BEGIN SELECTED EXTRACT
On the outside I must have looked like this successful young athlete with stories on the news, hitting PB after PB, winning national titles, and getting whisked around the world to compete at major events.
On the inside though, I was a young girl in constant fear of growing up.
Despite having all the professional support and advice a full-time athlete could ever want, including coaches, trainers, nutritionists, psychologists, physios, and even an endocrinologist. The unfortunate thing was, I just didn’t always listen.
Not only not to them, but I didn’t listen to my own body either.
Now, to truly understand how I got here, its beneficial to understand how it started.
Growing up I quickly became pretty good at running. I loved cross country and middle distance, especially the steeple chase. It’s taken me to some fantastic places around the world and I’ve met some amazing people too, and for those reasons I’m forever grateful.
I’ve competed at Junior World Champs, the Youth Olympics, World Uni Games and all-over New Zealand. Like most things, the more I trained, the faster I became and the more opportunities to go to these types of events became available.
The only trouble was as a pre-teen, then a teenager, was that the more I trained, or more importantly the more I trained the way I did, the more abuse I was inflicting on my body.
I focused on getting my times down, whilst stressing about gaining extra body fat and my weight going up!
I was just 15 years old and in constant fear that going through puberty would change my whole body and disrupt my performances.
I agonised that gaining breasts, hips and a more defined waist might slow me down. I was running the best I had ever run, so, I was like, why should I change things now? I was getting skinnier and skinnier and faster too, so I thought shit, this is good, this is a winning formula, so I just kept doing it.
With an overriding mindset that if I wanted to be a champion runner it had to become my life, I increased the number and intensity of my trainings even more.
Between running most mornings, I would play and train for hockey and hit the gym multiple times per week. But even then, I’d never seem to feel satisfied, so after trainings I’d go swimming or take a long walk in the hills.
I came to think that every training session I did, I had to push my body to the absolute limits. If I wasn’t panting, or if I wasn’t on the ground literally dead, then I wasn’t working hard enough. The only thing was I was always so exhausted. I never had enough energy to socialise with my friends or family, study or simply just have a laugh.
END SELECTED EXTRACT
WHAT IS EXPECTED
Copy the runner's account above word for word, from start to finish.
BEGIN AVAILABLE DATA
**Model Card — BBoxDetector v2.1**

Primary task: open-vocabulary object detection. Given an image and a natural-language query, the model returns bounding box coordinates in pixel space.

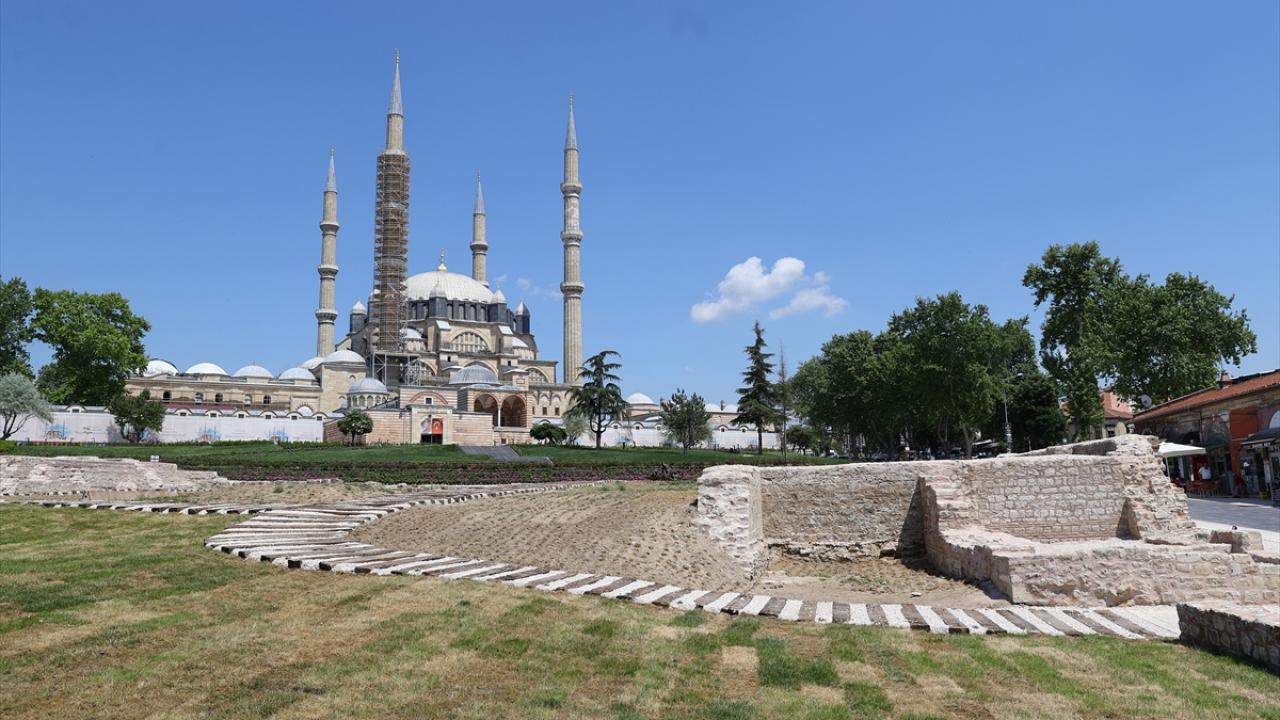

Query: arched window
[449,332,489,352]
END AVAILABLE DATA
RESULT BELOW
On the outside I must have looked like this successful young athlete with stories on the news, hitting PB after PB, winning national titles, and getting whisked around the world to compete at major events.
On the inside though, I was a young girl in constant fear of growing up.
Despite having all the professional support and advice a full-time athlete could ever want, including coaches, trainers, nutritionists, psychologists, physios, and even an endocrinologist. The unfortunate thing was, I just didn’t always listen.
Not only not to them, but I didn’t listen to my own body either.
Now, to truly understand how I got here, its beneficial to understand how it started.
Growing up I quickly became pretty good at running. I loved cross country and middle distance, especially the steeple chase. It’s taken me to some fantastic places around the world and I’ve met some amazing people too, and for those reasons I’m forever grateful.
I’ve competed at Junior World Champs, the Youth Olympics, World Uni Games and all-over New Zealand. Like most things, the more I trained, the faster I became and the more opportunities to go to these types of events became available.
The only trouble was as a pre-teen, then a teenager, was that the more I trained, or more importantly the more I trained the way I did, the more abuse I was inflicting on my body.
I focused on getting my times down, whilst stressing about gaining extra body fat and my weight going up!
I was just 15 years old and in constant fear that going through puberty would change my whole body and disrupt my performances.
I agonised that gaining breasts, hips and a more defined waist might slow me down. I was running the best I had ever run, so, I was like, why should I change things now? I was getting skinnier and skinnier and faster too, so I thought shit, this is good, this is a winning formula, so I just kept doing it.
With an overriding mindset that if I wanted to be a champion runner it had to become my life, I increased the number and intensity of my trainings even more.
Between running most mornings, I would play and train for hockey and hit the gym multiple times per week. But even then, I’d never seem to feel satisfied, so after trainings I’d go swimming or take a long walk in the hills.
I came to think that every training session I did, I had to push my body to the absolute limits. If I wasn’t panting, or if I wasn’t on the ground literally dead, then I wasn’t working hard enough. The only thing was I was always so exhausted. I never had enough energy to socialise with my friends or family, study or simply just have a laugh.